**Work instructions:** Extract every row below that contains the word "face", copying each one in full. Matching is case-sensitive.

**Exercise data:**
►

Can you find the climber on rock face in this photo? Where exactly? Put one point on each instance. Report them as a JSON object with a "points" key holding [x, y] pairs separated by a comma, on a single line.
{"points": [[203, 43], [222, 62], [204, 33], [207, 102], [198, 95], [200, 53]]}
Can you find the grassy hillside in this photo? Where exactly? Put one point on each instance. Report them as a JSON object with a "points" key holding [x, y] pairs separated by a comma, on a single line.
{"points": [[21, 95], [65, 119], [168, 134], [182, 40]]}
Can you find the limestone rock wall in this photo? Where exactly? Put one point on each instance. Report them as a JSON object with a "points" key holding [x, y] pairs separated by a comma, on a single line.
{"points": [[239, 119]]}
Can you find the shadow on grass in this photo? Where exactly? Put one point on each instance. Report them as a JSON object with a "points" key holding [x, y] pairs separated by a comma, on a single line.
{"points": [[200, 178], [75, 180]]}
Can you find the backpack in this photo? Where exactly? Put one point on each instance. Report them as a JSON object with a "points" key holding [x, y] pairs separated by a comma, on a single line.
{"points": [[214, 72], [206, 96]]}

◄
►

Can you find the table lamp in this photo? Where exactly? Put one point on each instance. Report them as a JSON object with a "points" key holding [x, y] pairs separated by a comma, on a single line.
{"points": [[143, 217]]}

◄
►

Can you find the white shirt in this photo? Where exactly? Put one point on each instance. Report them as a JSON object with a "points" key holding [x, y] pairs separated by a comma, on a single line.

◄

**Reply:**
Can you find the climber on rock face in this photo? Where exactly? Put one point on each instance. Report them as a JSON object with a "points" key holding [x, y] pairs separated by a comma, on a single line.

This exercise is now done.